### 文書抜粋

従業員との関係で、基本的な対応となるのは、就業規則、労働契約、入社・退社時の誓約書で"秘密保持義務"を課しておくことです。

次の2で述べる不正競争防止法上の「営業秘密」は、法律に定義のある概念であるため、一定の規制力をもっています。

他方で、就業規則などで課す「秘密保持義務」の対象となる情報の範囲は、就業規則などで定めることができますので、不正競争防止法上の「営業秘密」ではない場合であっても、保護の対象とできます。

特に注意が必要であるのは、退職後の秘密保持義務については、就業規則などで明記しておいたり、誓約書をもって義務付けておかなければ、これを課すことができないという点です。この点は、在職中であればこれらの明文がない場合でも(内容は不明確になるものの)当然に秘密保持義務を負うことになるとされているのと異なります。

就業規則などで定められた秘密保持義務違反に対しては、情報利用の差止めや、損害賠償請求がありうるほか、仮に退職金を支給していない段階であれば、退職金の減額、不支給といった対応が可能です。

■2. 不正競争防止法の「営業秘密」としての保護

上記のとおり、退職後の情報漏洩については、就業規則などや誓約書をもって退職後の秘密保持義務を明確に定めておく必要があります。

そのため、就業規則などに退職後の秘密保持義務が課されていない場合や、誓約書を提出してくれないような場合には、不正競争防止法上の「営業秘密」としての保護を検討します。

### 記録情報
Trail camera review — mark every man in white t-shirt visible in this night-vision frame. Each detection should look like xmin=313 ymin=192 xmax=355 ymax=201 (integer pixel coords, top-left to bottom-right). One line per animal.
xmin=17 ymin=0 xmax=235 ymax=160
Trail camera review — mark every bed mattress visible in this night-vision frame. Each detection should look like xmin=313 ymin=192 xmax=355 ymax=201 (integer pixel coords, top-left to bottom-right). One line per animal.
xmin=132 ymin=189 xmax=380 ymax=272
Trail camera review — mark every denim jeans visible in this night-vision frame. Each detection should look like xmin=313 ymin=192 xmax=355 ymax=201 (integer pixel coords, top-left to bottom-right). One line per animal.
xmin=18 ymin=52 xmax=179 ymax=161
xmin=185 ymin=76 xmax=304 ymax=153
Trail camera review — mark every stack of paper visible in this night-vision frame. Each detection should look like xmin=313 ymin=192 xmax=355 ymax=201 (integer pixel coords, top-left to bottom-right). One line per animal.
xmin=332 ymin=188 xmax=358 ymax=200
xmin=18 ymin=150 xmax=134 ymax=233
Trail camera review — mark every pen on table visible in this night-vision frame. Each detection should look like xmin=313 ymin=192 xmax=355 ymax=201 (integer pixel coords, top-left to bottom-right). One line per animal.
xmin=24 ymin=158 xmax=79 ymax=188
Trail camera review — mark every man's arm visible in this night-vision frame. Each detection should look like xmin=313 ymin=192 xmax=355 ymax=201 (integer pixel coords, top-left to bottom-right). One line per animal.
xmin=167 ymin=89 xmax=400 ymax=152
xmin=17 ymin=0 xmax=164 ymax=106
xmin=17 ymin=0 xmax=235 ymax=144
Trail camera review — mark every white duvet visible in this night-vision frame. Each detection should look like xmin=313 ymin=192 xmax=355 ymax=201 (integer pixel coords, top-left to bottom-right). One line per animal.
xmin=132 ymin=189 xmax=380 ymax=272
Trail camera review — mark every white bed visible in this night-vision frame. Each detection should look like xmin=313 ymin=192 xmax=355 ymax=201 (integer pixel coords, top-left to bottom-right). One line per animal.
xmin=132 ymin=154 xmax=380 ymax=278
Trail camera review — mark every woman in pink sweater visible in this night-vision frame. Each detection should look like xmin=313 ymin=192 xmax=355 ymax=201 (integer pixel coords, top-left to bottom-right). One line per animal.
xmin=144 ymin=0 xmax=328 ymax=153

### 作業リスト
1. 秘密保持義務に関する文書抜粋では、就業規則などで定めた秘密保持義務に違反した場合、退職金をまだ支給していない段階であればどのような対応が可能とされていますか。
2. 秘密保持義務に関する文書抜粋で、就業規則などに退職後の秘密保持義務がない場合や誓約書が提出されない場合に、不正競争防止法上の「営業秘密」としての保護を検討するとされているのはなぜですか。本文が示す理由を1〜3文で説明してください。
3. 秘密保持義務に関する文書抜粋を、最後の文の後から同じ文体で書き進めてください。

### 解答一覧
1. 退職金の減額や不支給といった対応が可能です。

2. 退職後の秘密保持義務は、就業規則などで明記するか誓約書で義務付けておかなければ課すことができないためです。そのため、こうした定めや誓約書がない場合には、就業規則などによる秘密保持義務に頼れず、不正競争防止法上の「営業秘密」としての保護を検討することになります。

3.
不正競争防止法上では、「営業秘密」を「秘密として管理されている生産方法、販売方法その他の事業活動に有用な技術上又は営業上の情報であって、公然と知られていないものをいう。」とされています。

【参考】不正競争防止法第2条第6項/e-gov法令検索

この定義上、ある情報が「営業秘密」として保護されるためには、以下の3要件を満たす必要があるとされています。

①秘密管理性
②有用性
③非公知性

①の秘密管理性との関係では、たとえば当該情報を誰でも見ることができない場所やフォルダに保存し、パスワードを設定していることや、書類に「対外秘」などと明記しておくことが必要とされています。

(参考記事)情報セキュリティ対策を怠った末路は悲惨...!? 中小企業で行うべき対策とは

■3. 商標権、特許権による保護

企業に存在している情報のうち、商標権や特許権などの対象になるものについては、費用対効果も見極めつつ、これらの知的財産法による保護を受けられるようにしておきましょう。

もっとも、知的財産法ではいわゆる「ノウハウ」は保護の対象にならないと考えられているため、ノウハウについては、①就業規則、労働契約、誓約書などによる対応か、②不正競争防止法の「営業秘密」としての保護が基本になります。